Short task 1 >>
Find each line in the rows below that contains the string "every", and copy those lines.

----- Provided passage

Re sharpening is difficult to the point of becoming uneconomical but they can be sharpened.

 

Kind of. The saw blades are set and sharpened first, then induction hardened on the teeth only. This means that the blade in the condition you receive it is not in the condition it was in when sharpened. It's a bit like the effect on a chain of leaning into it when sharpening with a grinder - same metallurgical process and afterwards a saw file won't touch it. Hypothetically you could reverse the process, i.e. anneal the whole blade and then sharpen, then re-induction harden the teeth, however the blade would distort due to the uneven stresses, so you would also have to put it through a set of rollers, then re-set it and start from scratch again. The above thermal cycle for annealing would induce grain growth, so you would not get back to the same metallurgical properties (it would be much more brittle once re-hardened). As such, the only way to get right back to where you started performance-wise would be to re-cast the steel, re-roll the plate and start all over again.

----------
----- Raw data

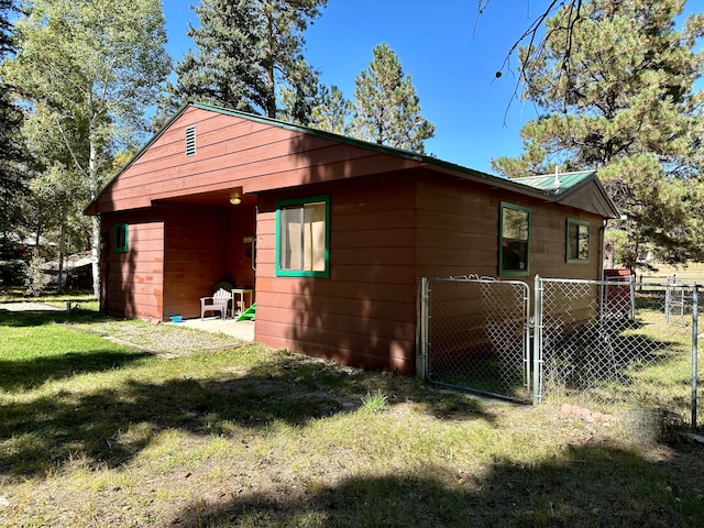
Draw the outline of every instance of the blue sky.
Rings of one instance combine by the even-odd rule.
[[[197,21],[188,0],[164,0],[167,50],[175,63],[193,43],[187,22]],[[512,101],[513,75],[495,79],[512,45],[548,4],[547,0],[491,0],[477,19],[477,0],[328,0],[306,33],[306,58],[326,85],[348,99],[354,79],[387,43],[410,74],[422,116],[436,124],[426,152],[491,173],[491,160],[521,152],[520,128],[534,106]],[[690,0],[689,9],[704,8]],[[516,58],[512,66],[517,68]]]

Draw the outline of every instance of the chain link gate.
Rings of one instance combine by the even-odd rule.
[[[697,416],[698,286],[536,277],[536,400]]]
[[[697,285],[424,278],[419,374],[431,383],[697,426]],[[704,337],[704,333],[702,333]]]
[[[530,397],[530,293],[521,282],[421,283],[421,371],[430,382],[525,402]]]

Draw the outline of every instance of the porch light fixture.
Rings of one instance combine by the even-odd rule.
[[[233,190],[230,194],[230,204],[232,204],[233,206],[239,206],[240,204],[242,204],[242,191],[241,190]]]

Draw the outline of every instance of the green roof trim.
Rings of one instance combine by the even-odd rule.
[[[468,177],[472,177],[472,178],[479,178],[479,179],[483,179],[486,180],[487,183],[491,183],[493,185],[501,185],[502,187],[513,187],[518,191],[522,191],[526,193],[526,190],[530,189],[534,193],[537,193],[539,195],[542,196],[553,196],[552,193],[546,191],[544,189],[535,187],[535,186],[530,186],[530,185],[525,185],[524,183],[521,183],[519,180],[519,178],[505,178],[503,176],[495,176],[495,175],[491,175],[491,174],[486,174],[486,173],[482,173],[481,170],[476,170],[474,168],[469,168],[469,167],[464,167],[462,165],[458,165],[455,163],[451,163],[451,162],[446,162],[442,161],[440,158],[433,157],[433,156],[428,156],[425,154],[418,154],[417,152],[411,152],[411,151],[405,151],[403,148],[396,148],[393,146],[387,146],[387,145],[380,145],[378,143],[372,143],[369,141],[364,141],[364,140],[359,140],[356,138],[350,138],[348,135],[341,135],[341,134],[336,134],[333,132],[328,132],[324,130],[319,130],[319,129],[314,129],[310,127],[304,127],[300,124],[294,124],[294,123],[289,123],[287,121],[279,121],[277,119],[272,119],[272,118],[266,118],[264,116],[258,116],[258,114],[253,114],[253,113],[246,113],[246,112],[242,112],[240,110],[232,110],[229,108],[223,108],[223,107],[218,107],[215,105],[207,105],[207,103],[202,103],[202,102],[190,102],[188,105],[186,105],[186,107],[191,106],[195,108],[199,108],[201,110],[208,110],[211,112],[218,112],[218,113],[222,113],[226,116],[233,116],[233,117],[238,117],[238,118],[242,118],[242,119],[248,119],[250,121],[254,121],[257,123],[262,123],[262,124],[271,124],[274,127],[278,127],[282,129],[286,129],[286,130],[290,130],[294,132],[300,132],[300,133],[305,133],[305,134],[311,134],[311,135],[316,135],[318,138],[326,138],[329,139],[331,141],[339,141],[341,143],[346,143],[349,145],[354,145],[354,146],[360,146],[362,148],[367,148],[367,150],[372,150],[372,151],[376,151],[380,152],[382,154],[389,154],[392,156],[399,156],[399,157],[405,157],[407,160],[413,160],[416,162],[420,162],[424,163],[426,165],[429,165],[431,167],[436,167],[439,169],[442,169],[443,172],[451,172],[451,173],[455,173],[458,175],[463,175],[463,176],[468,176]],[[185,110],[184,107],[179,113],[182,111]]]
[[[544,176],[528,176],[521,178],[506,178],[503,176],[495,176],[491,174],[486,174],[480,170],[475,170],[473,168],[464,167],[462,165],[458,165],[455,163],[446,162],[439,160],[433,156],[428,156],[425,154],[418,154],[411,151],[405,151],[403,148],[395,148],[392,146],[380,145],[377,143],[372,143],[363,140],[358,140],[355,138],[349,138],[346,135],[340,135],[332,132],[327,132],[323,130],[314,129],[310,127],[304,127],[299,124],[289,123],[286,121],[279,121],[272,118],[266,118],[258,114],[246,113],[240,110],[232,110],[224,107],[218,107],[215,105],[207,105],[202,102],[186,102],[183,105],[178,111],[174,113],[174,116],[162,127],[162,129],[156,132],[145,144],[144,146],[136,153],[136,155],[120,170],[100,191],[98,197],[91,201],[91,204],[86,207],[85,213],[91,215],[95,212],[90,212],[94,205],[98,201],[99,196],[107,190],[108,187],[112,185],[112,183],[120,177],[120,175],[127,170],[136,160],[139,160],[142,154],[154,144],[162,134],[188,109],[188,108],[198,108],[200,110],[206,110],[210,112],[221,113],[224,116],[232,116],[241,119],[245,119],[249,121],[254,121],[262,124],[268,124],[272,127],[277,127],[285,130],[290,130],[294,132],[300,132],[305,134],[315,135],[318,138],[324,138],[331,141],[337,141],[340,143],[346,143],[349,145],[359,146],[361,148],[376,151],[382,154],[388,154],[391,156],[403,157],[406,160],[411,160],[418,162],[429,168],[436,169],[441,173],[446,173],[450,176],[454,176],[462,179],[471,179],[471,180],[480,180],[491,186],[501,187],[508,190],[515,190],[516,193],[520,193],[524,195],[532,195],[537,197],[548,198],[550,200],[558,200],[558,198],[566,193],[570,189],[578,187],[581,183],[585,182],[590,177],[595,175],[595,170],[583,170],[576,173],[563,173],[558,175],[558,179],[556,183],[554,175],[544,175]],[[597,185],[598,180],[596,179]],[[598,185],[602,191],[604,191],[603,187]],[[604,191],[605,193],[605,191]],[[610,202],[610,198],[606,196],[606,199]]]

----------

Short task 2 >>
Continue the passage on re-sharpening hardened saw blades from where it stops.

Expected answer 1 >>
Draw the outline of every instance of the blue sky.
Draw the outline of every instance of the chain link gate.
Draw the outline of every instance of the porch light fixture.
Draw the outline of every instance of the green roof trim.

Expected answer 2 >>
 

Practically speaking though, the steel is not as hard as diamond, so can be sharpened with a diamond file, but the teeth are harder than a steel file so can no longer be sharpened conventionally.

 

The 'sharpenable' blades are made in either 'blue steel' or 'white steel'. They are not as hard as the disposable blades, so can be sharpened with a Japanese saw file. These differ from conventional Western files not just in shape but in hardness - the steel is left almost dead hard which makes it extremely brittle, but capable of cutting the tool steel teeth.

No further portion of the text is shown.